= WORK TO COMPLETE =
1. From the forum thread, echo the text between "Create a new animal" and "Beleated_Media (Nov 23, 2014)", inclusive.
2. Answer these from the forum thread:
(a) What personality does Bono have?
(b) What kind of animal is Mac?
(c) What does Mac wear?

= TEXT PASSAGE =
::::::

# Create a new ACNL Character!



## jopony (Nov 23, 2014)

Create a new animal crossing villager! What are they like? What do they look like? Whats their favorite fruit? What type of animal are they? ^^

Mine is a pink monkey whos short like a chipmunk character. Her name is Bono and she has a Peppy personality and wears a gray parka. Their catchphrase is "Ooka!" and her photo frame saying is '"No matter how you eat it, a Banana is still a banana!"'


----------



## Beleated_Media (Nov 23, 2014)

my characters name is Mac. He is a smug little blue chicken and his catch pharse is "bruh". He wears the chefs shirt and his photo says "SHREK AIN'T LOVE, I'M LIFE."


----------



## RainbowCherry (Nov 23, 2014)

::::::

= GIVEN RECORDS =
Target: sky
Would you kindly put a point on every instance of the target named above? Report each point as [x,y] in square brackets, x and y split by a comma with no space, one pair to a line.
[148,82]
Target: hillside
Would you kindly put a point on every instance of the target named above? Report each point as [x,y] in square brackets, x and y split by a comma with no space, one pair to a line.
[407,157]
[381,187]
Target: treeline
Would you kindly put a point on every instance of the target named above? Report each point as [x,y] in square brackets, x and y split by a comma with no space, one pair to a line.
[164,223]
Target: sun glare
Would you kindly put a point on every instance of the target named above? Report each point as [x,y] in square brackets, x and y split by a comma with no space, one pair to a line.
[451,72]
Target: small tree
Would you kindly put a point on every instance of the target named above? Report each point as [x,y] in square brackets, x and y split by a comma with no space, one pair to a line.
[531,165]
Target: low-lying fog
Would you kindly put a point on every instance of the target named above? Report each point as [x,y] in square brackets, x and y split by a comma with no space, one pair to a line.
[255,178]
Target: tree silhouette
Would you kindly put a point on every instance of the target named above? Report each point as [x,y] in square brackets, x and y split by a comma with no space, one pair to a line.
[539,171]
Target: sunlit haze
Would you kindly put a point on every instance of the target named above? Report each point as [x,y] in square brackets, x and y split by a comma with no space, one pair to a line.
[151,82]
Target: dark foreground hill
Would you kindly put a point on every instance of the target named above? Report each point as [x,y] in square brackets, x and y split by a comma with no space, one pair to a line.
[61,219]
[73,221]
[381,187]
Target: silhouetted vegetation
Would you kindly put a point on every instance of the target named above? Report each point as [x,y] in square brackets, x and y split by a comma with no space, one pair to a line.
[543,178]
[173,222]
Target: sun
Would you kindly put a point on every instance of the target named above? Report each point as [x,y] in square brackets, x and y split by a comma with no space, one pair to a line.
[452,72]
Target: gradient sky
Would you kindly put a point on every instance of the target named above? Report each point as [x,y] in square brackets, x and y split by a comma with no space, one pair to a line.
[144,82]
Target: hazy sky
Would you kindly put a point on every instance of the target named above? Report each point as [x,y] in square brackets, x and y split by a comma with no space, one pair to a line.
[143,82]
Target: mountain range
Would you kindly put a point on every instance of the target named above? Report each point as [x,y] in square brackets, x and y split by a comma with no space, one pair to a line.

::::::

= RESULTS BY TASK =
1.
Create a new animal crossing villager! What are they like? What do they look like? Whats their favorite fruit? What type of animal are they? ^^

Mine is a pink monkey whos short like a chipmunk character. Her name is Bono and she has a Peppy personality and wears a gray parka. Their catchphrase is "Ooka!" and her photo frame saying is '"No matter how you eat it, a Banana is still a banana!"'


----------



## Beleated_Media (Nov 23, 2014)

2.
(a) Peppy
(b) A blue chicken
(c) The chef's shirt